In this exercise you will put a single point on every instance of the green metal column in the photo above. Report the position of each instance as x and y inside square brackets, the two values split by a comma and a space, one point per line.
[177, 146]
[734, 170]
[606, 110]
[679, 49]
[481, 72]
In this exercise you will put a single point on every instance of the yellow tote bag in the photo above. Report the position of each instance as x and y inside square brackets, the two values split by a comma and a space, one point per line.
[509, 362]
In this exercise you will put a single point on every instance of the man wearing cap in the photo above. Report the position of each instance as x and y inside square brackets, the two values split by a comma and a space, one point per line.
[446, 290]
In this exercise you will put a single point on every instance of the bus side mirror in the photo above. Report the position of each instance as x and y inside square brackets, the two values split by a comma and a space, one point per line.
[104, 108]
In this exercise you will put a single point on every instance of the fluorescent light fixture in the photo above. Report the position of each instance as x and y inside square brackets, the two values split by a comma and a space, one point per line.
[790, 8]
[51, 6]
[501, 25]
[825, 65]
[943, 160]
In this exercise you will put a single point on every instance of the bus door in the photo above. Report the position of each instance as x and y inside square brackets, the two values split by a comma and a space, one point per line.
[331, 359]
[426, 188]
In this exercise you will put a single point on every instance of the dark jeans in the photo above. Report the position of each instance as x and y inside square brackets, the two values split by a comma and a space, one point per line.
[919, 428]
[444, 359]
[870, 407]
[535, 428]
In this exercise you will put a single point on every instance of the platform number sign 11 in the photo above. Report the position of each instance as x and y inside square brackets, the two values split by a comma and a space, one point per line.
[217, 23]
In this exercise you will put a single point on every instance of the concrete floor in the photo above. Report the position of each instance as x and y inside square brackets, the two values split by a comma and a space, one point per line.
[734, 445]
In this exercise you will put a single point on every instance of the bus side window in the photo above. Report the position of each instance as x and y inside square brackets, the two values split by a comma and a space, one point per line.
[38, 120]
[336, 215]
==================================================
* OBJECTIVE: Copy out, word for word, the data above from the line containing "bus side window" through the last line of the data, both ends included.

* RESULT:
In this exercise you will put a single point on every instance of the bus side window in the photo above. Report the position of each instance as x and y inside square brackets, the two values split by a comma and a space, one point per line.
[38, 120]
[336, 215]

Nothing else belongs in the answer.